*Görev talimatları*.
(1) Çanakcı'nın IMF görevine ilişkin habere göre aşağıdaki soruları yanıtlayın:
(a) Çanakcı kaç yılı aşkın süre Hazine Müsteşarlığı yaptı?
(b) Çanakcı, müsteşarlık döneminde G20 kapsamında hangi grubun eşbaşkanlığını yürüttü?
(c) İcra Direktörünün ilişkilerini takip ettiği Orta ve Doğu Avrupa grubunda kaç ülke bulunuyor?
(2) Haberin "Olay Gazetesi Bursa" ile başlayıp "kazanım olduğunu söyledi." ile biten kısmını, "İbrahim Çanakcı" yerine "Çanakcı" koyarak yeniden yazın.

Olay Gazetesi Bursa

Türkiye IMF`te güçleniyor

IMF`te İcra Direktörlüğü görevine başlayan İbrahim Çanakcı, "Fon, Türkiye`nin değerlendirmelerine çok ciddi önem veriyor" dedi.

Uluslararası Para Fonu (IMF) İcra Direktörlüğü görevini kısa süre önce devralan İbrahim Çanakcı, bu pozisyonunun Türkiye’nin uluslararası arenadaki görünürlüğü açısından önemli bir kazanım olduğunu söyledi.
 
Çanakcı, IMF’nin Washington’daki merkezinde görevine başlamasının ardından ilk mülakatını verdi. Hazine Müsteşarlığı yaptığı 11 yılı aşkın süre boyunca IMF ile çok yakın çalışarak, kurumun görev alanları ve işleyişine yönelik bilgilere vakıf olma imkanı yakaladığını vurgulayan Çanakcı, Türkiye’nin ilk kez doğrudan temsil edilme hakkı kazandığı IMF İcra Direktörleri Kurulu’nda görev almaktan büyük onur duyduğunu dile getirdi.
 
BÜYÜK BİR AVANTAJ
 
Müsteşarlık döneminde G20 kapsamında oluşturulan Uluslararası Finansal Mimari Çalışma Grubu Eşbaşkanlığı görevini de yürüten Çanakcı, şöyle konuştu: ”Türkiye, İcra Direktörleri Kurulu’nda doğrudan temsil edilmesiyle birlikte küresel ekonomideki gelişmeleri çok daha yakından takip ederek, bu gelişmelere çok daha aktif bir şekilde yön verebilecek daha etken bir konuma sahip oldu. Ayrıca, görevimin Türkiye’nin G20 Dönem Başkanlığıyla aynı dönemde başlamış olmasının da önemli bir avantaj olduğunu düşünüyorum. Bu sayede, Türkiye’nin G20 bünyesinde yapacağı çalışmalara IMF’nin sunacağı katkıları daha etkin bir şekilde koordine etme imkanı bulmuş olacağız.”
 
DENGELEYEN BİR YAKLAŞIM
 
IMF’nin Orta ve Doğu Avrupa grubu içinde yer alan Avusturya, Çek Cumhuriyeti, Macaristan, Slovakya, Slovenya, Belarus, Kosova ve Türkiye’nin birbirinden oldukça farklı özelliklere sahip olduğuna dikkati çeken Çanakcı, ”Grubumuza baktığımızda Avrupa Birliği’ne üye olan ülkeler var, üye olmayan ülkeler var. Gelişmiş ülkeler var, gelişmekte olan ülkeler var. Dolayısıyla, grubumuz birbirinden çok farklı ülkelerden oluşuyor ve her ülkenin farklı öncelikleri ve politika tercihleri olabilir. İcra Direktörü olarak bizim görevimiz Orta ve Doğu Avrupa grubunda bulunan 8 ülkenin IMF ile ilişkilerini yakından takip etmek ve tüm üyelerimizin beklentilerini dengeleyen bir yaklaşım içinde olmak” diye konuştu.

*Bir veri kümesinde yer alan kayıtlar*.
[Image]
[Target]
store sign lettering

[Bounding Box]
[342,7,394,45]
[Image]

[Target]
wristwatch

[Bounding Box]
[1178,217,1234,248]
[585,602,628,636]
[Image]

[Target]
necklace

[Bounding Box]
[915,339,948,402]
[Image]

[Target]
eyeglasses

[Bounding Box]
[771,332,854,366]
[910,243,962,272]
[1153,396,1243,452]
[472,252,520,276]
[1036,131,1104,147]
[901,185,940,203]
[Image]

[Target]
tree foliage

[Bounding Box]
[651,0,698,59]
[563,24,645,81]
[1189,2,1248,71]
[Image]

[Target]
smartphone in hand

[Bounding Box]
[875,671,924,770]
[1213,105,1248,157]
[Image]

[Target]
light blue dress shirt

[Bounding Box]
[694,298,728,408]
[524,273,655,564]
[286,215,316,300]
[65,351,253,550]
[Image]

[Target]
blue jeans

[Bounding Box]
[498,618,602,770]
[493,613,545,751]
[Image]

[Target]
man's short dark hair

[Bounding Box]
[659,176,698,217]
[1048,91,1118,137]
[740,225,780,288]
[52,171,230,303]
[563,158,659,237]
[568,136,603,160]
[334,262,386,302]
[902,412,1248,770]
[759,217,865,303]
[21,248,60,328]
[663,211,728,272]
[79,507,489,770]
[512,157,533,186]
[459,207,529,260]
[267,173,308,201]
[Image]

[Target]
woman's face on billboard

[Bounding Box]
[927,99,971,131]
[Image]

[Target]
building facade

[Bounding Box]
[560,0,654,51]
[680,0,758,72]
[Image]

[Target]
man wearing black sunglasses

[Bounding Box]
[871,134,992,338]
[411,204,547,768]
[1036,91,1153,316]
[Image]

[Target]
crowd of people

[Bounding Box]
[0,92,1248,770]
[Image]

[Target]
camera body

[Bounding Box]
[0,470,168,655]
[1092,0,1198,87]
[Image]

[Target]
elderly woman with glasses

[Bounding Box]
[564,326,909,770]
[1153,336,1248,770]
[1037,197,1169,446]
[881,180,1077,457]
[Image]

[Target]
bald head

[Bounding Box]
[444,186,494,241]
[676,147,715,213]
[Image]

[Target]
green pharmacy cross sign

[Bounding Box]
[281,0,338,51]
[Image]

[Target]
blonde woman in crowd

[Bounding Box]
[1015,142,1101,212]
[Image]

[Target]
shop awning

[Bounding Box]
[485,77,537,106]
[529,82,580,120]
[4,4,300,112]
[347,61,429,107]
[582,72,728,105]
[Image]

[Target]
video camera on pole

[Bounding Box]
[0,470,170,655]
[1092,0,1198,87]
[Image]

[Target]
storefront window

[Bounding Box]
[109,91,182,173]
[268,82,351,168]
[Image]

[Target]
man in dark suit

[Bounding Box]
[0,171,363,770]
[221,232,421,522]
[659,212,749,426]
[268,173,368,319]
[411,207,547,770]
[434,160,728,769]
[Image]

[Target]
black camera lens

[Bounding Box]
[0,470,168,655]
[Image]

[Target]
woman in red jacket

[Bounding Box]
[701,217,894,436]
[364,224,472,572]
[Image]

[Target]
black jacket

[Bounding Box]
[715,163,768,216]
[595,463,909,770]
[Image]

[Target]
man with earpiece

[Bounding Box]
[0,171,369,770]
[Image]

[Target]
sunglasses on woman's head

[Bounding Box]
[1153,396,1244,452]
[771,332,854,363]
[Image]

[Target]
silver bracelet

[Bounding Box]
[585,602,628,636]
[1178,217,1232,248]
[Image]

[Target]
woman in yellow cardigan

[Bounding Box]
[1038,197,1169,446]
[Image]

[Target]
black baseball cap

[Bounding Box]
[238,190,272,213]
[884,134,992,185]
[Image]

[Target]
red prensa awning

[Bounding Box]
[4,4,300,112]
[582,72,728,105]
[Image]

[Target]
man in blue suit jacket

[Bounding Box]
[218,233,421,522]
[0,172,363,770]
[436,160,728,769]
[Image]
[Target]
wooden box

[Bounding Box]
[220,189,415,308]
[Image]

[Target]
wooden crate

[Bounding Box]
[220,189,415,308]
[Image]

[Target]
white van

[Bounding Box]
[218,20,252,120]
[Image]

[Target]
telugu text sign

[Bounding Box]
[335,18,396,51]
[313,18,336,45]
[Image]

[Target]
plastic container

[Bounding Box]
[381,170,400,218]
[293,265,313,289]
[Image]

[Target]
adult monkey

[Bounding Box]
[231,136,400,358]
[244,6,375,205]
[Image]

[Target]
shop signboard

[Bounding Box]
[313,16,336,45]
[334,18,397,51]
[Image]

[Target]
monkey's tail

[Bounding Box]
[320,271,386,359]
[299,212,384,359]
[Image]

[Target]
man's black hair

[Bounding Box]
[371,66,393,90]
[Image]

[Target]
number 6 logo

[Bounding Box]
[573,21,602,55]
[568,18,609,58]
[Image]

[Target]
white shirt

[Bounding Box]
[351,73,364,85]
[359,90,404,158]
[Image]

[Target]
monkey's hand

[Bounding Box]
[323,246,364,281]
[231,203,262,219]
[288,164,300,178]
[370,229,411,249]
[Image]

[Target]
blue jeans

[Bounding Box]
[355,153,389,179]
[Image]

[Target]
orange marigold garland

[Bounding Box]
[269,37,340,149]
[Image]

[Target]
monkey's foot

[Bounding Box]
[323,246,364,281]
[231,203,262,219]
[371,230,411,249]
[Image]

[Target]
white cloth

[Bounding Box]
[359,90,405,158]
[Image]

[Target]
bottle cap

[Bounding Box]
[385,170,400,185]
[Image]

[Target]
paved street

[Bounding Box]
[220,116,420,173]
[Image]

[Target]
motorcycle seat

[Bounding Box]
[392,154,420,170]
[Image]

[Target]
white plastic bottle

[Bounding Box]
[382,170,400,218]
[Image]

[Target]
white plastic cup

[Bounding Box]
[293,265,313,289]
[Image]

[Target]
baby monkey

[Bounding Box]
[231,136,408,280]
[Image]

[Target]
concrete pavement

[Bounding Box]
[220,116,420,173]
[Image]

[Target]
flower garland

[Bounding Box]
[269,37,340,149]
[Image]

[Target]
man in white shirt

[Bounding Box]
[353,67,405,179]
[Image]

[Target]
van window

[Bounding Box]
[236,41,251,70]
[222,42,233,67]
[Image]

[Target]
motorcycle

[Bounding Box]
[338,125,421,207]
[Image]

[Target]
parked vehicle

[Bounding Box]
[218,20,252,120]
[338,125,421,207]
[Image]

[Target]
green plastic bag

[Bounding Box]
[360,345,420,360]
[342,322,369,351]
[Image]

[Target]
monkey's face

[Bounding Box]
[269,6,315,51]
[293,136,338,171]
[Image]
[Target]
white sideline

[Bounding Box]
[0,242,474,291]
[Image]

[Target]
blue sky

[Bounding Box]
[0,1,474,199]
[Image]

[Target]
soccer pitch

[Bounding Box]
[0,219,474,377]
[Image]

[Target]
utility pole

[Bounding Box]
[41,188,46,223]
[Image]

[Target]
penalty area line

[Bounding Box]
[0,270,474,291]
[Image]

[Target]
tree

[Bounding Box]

*Yanıtlar*.
(1)
(a) 11 yılı aşkın süre.
(b) Uluslararası Finansal Mimari Çalışma Grubu.
(c) 8 ülke.

(2)
Olay Gazetesi Bursa

Türkiye IMF`te güçleniyor

IMF`te İcra Direktörlüğü görevine başlayan Çanakcı, "Fon, Türkiye`nin değerlendirmelerine çok ciddi önem veriyor" dedi.

Uluslararası Para Fonu (IMF) İcra Direktörlüğü görevini kısa süre önce devralan Çanakcı, bu pozisyonunun Türkiye’nin uluslararası arenadaki görünürlüğü açısından önemli bir kazanım olduğunu söyledi.